§ **Work to be completed**:
The response must consist of the complete listing below, reproduced without alteration.

--------------------------------------------------

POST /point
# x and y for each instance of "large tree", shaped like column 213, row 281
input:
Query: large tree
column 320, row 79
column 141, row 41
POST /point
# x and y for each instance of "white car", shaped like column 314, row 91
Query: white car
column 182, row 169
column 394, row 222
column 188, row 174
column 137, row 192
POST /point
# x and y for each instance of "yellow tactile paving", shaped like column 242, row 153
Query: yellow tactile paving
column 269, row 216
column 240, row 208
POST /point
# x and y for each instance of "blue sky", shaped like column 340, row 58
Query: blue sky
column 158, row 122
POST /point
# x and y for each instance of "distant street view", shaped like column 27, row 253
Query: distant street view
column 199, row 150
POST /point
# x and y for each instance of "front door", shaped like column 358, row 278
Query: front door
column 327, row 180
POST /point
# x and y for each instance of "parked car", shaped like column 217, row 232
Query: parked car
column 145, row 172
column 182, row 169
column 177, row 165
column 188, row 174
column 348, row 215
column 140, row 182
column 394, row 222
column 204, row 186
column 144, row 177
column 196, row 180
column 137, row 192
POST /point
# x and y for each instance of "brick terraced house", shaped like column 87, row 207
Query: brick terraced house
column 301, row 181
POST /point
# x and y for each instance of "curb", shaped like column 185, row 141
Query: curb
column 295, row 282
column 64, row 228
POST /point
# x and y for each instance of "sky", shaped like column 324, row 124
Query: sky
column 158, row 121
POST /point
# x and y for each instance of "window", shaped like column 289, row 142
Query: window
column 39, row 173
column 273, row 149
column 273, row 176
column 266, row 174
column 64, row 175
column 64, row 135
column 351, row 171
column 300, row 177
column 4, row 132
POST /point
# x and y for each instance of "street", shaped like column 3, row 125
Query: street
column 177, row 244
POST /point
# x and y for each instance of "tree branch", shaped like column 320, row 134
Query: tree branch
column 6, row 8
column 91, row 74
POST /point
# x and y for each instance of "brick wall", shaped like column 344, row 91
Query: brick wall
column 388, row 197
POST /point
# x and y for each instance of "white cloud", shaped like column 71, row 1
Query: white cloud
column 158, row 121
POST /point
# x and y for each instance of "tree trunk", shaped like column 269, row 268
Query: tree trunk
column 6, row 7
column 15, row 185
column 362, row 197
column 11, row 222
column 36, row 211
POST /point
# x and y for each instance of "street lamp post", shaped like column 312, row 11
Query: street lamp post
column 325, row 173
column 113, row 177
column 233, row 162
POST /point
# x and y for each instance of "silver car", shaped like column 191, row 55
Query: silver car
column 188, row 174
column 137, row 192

--------------------------------------------------

§ **Exercise answer**:
POST /point
# x and y for each instance of "large tree", shaped like column 213, row 281
input:
Query: large tree
column 320, row 79
column 141, row 41
POST /point
# x and y for each instance of "white car", shaped like column 314, row 91
Query: white car
column 182, row 169
column 394, row 222
column 188, row 174
column 137, row 192
POST /point
# x and y for each instance of "yellow tactile paving", shaped like column 242, row 153
Query: yellow tactile paving
column 269, row 216
column 240, row 208
POST /point
# x and y for each instance of "blue sky", shaped like column 340, row 58
Query: blue sky
column 158, row 122
POST /point
# x and y for each instance of "distant street view", shaped like column 27, row 253
Query: distant street view
column 199, row 150
POST /point
# x and y for each instance of "front door", shaped like column 358, row 278
Query: front door
column 327, row 180
POST /point
# x and y for each instance of "parked car", shaped like column 217, row 232
Query: parked car
column 145, row 172
column 182, row 169
column 177, row 165
column 188, row 174
column 348, row 215
column 140, row 182
column 394, row 222
column 204, row 186
column 144, row 177
column 196, row 180
column 137, row 192
POST /point
# x and y for each instance of "brick terraced house", shaped like column 87, row 207
Query: brick terraced house
column 301, row 181
POST /point
# x and y for each instance of "curb", shaped like column 185, row 141
Query: curb
column 295, row 282
column 64, row 228
POST /point
# x and y for each instance of "sky", shaped like column 324, row 124
Query: sky
column 158, row 121
POST /point
# x and y for each instance of "window", shaped like column 289, row 142
Query: window
column 39, row 173
column 273, row 149
column 273, row 176
column 266, row 174
column 64, row 175
column 64, row 135
column 351, row 171
column 300, row 177
column 4, row 132
POST /point
# x and y for each instance of "street", shaped like column 3, row 125
Query: street
column 177, row 244
POST /point
# x and y for each instance of "tree branch", shaped like column 320, row 134
Query: tree branch
column 6, row 8
column 91, row 74
POST /point
# x and y for each instance of "brick wall", shaped like column 344, row 91
Query: brick wall
column 388, row 197
POST /point
# x and y for each instance of "white cloud", shaped like column 71, row 1
Query: white cloud
column 158, row 121
POST /point
# x and y for each instance of "tree trunk", shaped like column 269, row 268
Query: tree trunk
column 6, row 7
column 15, row 185
column 362, row 197
column 11, row 222
column 36, row 211
POST /point
# x and y for each instance of "street lamp post", shaped like column 312, row 11
Query: street lamp post
column 325, row 173
column 113, row 177
column 233, row 162
POST /point
# x and y for each instance of "silver car", shaped like column 191, row 55
Query: silver car
column 188, row 174
column 137, row 192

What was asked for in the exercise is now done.